§ Aim of the exercise
Extract every line in the data below that contains the string "stopper". Matching is case-sensitive.
--- start of Exercise input ---
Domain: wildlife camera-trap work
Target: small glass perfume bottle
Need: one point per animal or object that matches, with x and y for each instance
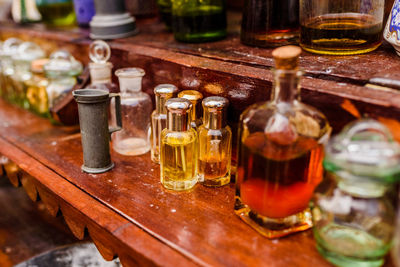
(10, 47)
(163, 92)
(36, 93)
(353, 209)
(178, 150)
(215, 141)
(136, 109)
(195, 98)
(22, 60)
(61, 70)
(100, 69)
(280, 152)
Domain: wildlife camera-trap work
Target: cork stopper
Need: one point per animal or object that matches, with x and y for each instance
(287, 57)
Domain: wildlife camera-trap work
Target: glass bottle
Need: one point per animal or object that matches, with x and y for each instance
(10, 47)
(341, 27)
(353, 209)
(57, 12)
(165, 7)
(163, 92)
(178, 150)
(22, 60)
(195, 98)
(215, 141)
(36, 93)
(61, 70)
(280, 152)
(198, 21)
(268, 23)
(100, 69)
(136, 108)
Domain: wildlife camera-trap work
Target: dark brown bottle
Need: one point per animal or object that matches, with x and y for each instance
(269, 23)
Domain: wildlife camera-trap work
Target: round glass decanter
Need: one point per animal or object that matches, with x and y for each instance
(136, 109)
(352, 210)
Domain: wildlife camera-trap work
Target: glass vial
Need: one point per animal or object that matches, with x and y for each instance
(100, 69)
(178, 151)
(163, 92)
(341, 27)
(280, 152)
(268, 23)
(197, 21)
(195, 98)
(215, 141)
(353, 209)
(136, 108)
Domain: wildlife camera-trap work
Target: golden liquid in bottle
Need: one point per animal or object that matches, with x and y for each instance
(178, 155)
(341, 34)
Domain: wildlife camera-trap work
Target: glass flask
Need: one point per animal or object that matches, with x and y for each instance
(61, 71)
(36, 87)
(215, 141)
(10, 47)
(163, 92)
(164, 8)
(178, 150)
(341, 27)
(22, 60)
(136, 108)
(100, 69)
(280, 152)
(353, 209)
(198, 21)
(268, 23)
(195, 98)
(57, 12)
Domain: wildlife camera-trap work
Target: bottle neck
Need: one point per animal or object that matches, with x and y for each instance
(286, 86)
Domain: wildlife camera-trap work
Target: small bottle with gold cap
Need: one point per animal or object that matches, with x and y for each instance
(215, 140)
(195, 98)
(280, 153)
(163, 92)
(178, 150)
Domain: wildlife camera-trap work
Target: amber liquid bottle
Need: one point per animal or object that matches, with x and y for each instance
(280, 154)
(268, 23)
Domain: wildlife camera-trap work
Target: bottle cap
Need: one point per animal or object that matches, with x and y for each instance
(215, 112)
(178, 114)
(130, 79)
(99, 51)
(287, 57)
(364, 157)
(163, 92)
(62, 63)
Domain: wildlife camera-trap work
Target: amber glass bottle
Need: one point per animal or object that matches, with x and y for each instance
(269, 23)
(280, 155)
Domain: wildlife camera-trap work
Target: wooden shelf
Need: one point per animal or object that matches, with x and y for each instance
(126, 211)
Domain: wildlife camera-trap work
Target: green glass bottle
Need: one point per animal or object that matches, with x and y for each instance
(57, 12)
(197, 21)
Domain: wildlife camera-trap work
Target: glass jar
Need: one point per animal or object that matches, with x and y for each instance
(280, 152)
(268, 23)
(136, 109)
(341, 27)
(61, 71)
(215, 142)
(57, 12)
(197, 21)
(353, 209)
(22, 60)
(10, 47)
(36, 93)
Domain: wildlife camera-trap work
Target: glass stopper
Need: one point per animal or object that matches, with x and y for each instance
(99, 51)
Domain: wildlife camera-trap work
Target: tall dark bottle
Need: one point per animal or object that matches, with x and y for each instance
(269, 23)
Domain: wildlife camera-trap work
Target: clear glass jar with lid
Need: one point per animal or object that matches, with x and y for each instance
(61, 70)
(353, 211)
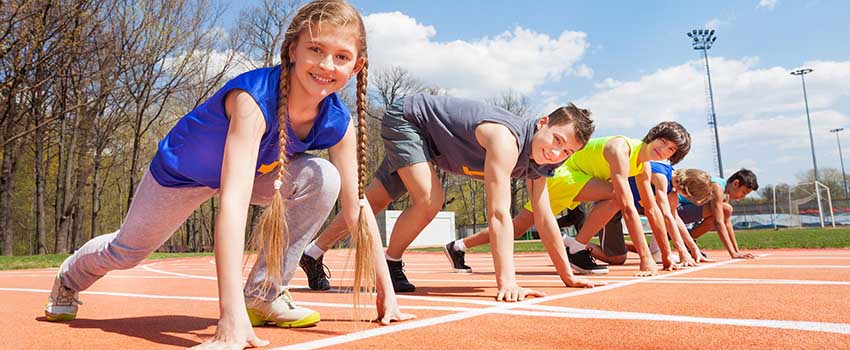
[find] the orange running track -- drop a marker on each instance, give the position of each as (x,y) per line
--- end of Exercise input ---
§ Output of the task
Target: cork stopper
Target: glass stopper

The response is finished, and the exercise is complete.